| WHAT YOU HAVE TO DO |
Line by line, copy the material below exactly.

== MATERIAL TO PROCESS

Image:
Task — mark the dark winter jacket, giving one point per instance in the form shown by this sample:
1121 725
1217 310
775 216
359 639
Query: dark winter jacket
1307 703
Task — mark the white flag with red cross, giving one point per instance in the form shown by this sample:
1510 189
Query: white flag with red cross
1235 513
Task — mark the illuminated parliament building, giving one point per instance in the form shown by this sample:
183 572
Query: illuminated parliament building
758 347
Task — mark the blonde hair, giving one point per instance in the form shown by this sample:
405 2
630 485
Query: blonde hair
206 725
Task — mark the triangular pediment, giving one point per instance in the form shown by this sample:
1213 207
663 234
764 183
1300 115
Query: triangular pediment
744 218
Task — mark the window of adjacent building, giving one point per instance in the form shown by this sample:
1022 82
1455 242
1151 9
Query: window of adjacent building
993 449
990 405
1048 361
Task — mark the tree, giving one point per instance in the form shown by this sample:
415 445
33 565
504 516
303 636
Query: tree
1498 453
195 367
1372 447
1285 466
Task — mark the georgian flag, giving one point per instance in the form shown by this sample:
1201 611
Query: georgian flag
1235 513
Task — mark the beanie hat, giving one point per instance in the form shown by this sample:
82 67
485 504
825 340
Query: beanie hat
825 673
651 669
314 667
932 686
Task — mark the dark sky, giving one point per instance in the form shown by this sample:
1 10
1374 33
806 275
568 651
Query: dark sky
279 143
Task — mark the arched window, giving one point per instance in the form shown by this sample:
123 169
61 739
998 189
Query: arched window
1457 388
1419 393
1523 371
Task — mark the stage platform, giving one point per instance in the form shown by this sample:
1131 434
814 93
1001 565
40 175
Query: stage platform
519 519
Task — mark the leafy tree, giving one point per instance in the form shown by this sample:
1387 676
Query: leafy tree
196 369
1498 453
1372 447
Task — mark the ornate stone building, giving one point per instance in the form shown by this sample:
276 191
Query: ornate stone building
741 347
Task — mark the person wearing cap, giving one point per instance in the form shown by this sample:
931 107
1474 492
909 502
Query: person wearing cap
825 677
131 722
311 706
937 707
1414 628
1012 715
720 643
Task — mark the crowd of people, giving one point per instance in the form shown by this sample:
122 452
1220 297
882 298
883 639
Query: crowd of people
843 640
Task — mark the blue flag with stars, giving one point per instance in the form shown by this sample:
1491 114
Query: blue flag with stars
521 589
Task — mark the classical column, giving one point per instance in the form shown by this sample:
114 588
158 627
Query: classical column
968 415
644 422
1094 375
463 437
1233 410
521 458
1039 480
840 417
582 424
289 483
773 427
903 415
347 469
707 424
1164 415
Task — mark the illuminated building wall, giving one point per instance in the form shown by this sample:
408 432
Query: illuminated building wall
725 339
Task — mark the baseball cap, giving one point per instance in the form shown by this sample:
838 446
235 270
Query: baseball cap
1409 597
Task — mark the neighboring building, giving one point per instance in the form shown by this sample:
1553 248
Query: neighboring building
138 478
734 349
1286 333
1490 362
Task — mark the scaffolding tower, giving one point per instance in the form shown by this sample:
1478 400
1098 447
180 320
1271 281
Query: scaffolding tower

====

| SOLUTION TO THIS PROBLEM |
Image:
Task — mark the dark winter jacket, giving one point per instance in the form shown by this sample:
1121 725
1217 310
775 216
359 639
Query: dark winter jacket
1307 703
Task — mark the white flag with red cross, giving one point per instance in the form shown by this sample:
1510 189
Query: white flag with red cross
1235 513
Task — mark the illuminated parliament building, giving one point per instance in the form shown by this sample:
183 572
Query: illuminated parliament building
758 347
Task — mark the blonde hair, giving one point per instance in the form shown by this sample:
405 2
630 485
Query: blonde hair
206 725
Task — mark the triangular pediment, giving one point per instance in the form shown by this sample:
1213 207
663 234
764 183
1300 115
Query: triangular pediment
744 218
Task — mark the window of adjacent building, giving one point per instance in the form shown by this sample:
1022 82
1455 242
1151 9
Query: window of adjacent building
993 449
990 405
1048 361
Task — mark the tree, giving one point per instance in the form shown by this sample:
415 445
33 565
504 516
303 636
Query: tree
1498 453
195 367
1372 447
1285 466
Task — mark the georgian flag, giving one point per instance in the form shown by this sample:
1201 611
Query: georgian flag
1235 513
Task — mark the beanie hat, giving one point per instance in the form shown by this sample:
82 67
485 504
825 340
Query: beanie hat
825 673
651 669
314 667
932 686
Task — mark the dark sky, giving one point per instance in the form shown by this sample:
1 10
1374 33
806 275
568 651
Query: dark sky
279 143
Task — mark the arched window, giving one point per instance in the form shown by this sample:
123 169
61 739
998 189
Query: arched window
1457 388
1419 393
1523 371
Task — mark the stage platform, giving one point per instance in the form shown by this sample:
1131 434
814 93
1001 565
40 175
Query: stage platform
519 519
Task — mark the leafy tree, giving one point per instance in the form shown by this sample:
1387 676
Query: leafy tree
196 369
1498 453
1372 447
Task — mark the ornate stone building, giving one point per instance in the form shown by this sample:
276 191
Query: ornate stone building
741 347
Task — mark the person wearing cap, giving one point per instance in the form shown by this sample:
931 107
1474 492
909 502
Query: person wearing cap
825 677
131 722
311 706
937 707
1414 628
1012 715
720 643
Task — mark the crowd of people, giving one point per instance in the form shown by this sample:
122 452
1220 297
882 298
883 639
Query: crowd of people
843 640
Task — mark the blue flag with stars, giving one point per instance in the form shown by this sample:
1491 114
Query: blue flag with stars
521 589
Task — mark the classical column, giving one point per instance in the form shown by this sample:
114 588
158 627
Query: classical column
968 415
644 422
1094 375
463 437
1233 410
521 458
1039 480
840 417
582 424
289 483
773 427
903 415
347 469
707 424
1164 415
Task — mark the illuminated building wall, giving one point per instance in the form shown by this sample:
408 432
Query: illuminated building wall
725 339
Task — mark the baseball cap, giving one point per instance in the form shown by this sample:
838 446
235 270
Query: baseball cap
1409 597
Task — mark the neighboring building, giving one point per instance in the form shown by this sample:
1553 248
Query: neighboring building
138 478
734 349
1286 333
1490 362
Task — mark the scaffolding tower, giving one point per instance in the form shown by this sample:
1478 400
1098 447
180 320
1271 281
Query: scaffolding tower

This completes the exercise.